### WHAT TO PRODUCE
After finding the line that contains "slope in the photo above." in the entries below, retype it and every following line precisely, the last included.

[Records drawn from a dataset]

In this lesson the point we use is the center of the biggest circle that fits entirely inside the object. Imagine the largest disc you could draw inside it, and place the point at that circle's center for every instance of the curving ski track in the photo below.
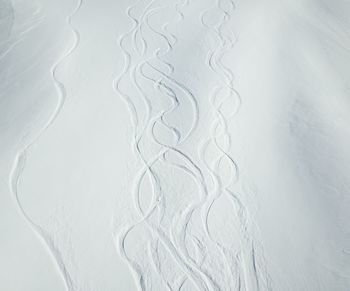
(19, 163)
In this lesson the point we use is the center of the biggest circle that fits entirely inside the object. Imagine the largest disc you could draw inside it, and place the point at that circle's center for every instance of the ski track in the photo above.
(243, 268)
(19, 163)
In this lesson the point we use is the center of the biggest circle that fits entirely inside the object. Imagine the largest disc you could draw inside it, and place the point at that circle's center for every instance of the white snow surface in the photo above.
(174, 145)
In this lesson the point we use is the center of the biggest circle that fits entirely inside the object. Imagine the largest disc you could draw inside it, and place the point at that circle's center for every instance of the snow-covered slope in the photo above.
(174, 145)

### ANSWER TO THE EXERCISE
In this lesson the point we use is the center of the biggest circle that fits entirely inside the object. Imagine the largest disc you could draw inside it, and place the point at that circle's center for every instance of the snow-covered slope in the photo above.
(174, 145)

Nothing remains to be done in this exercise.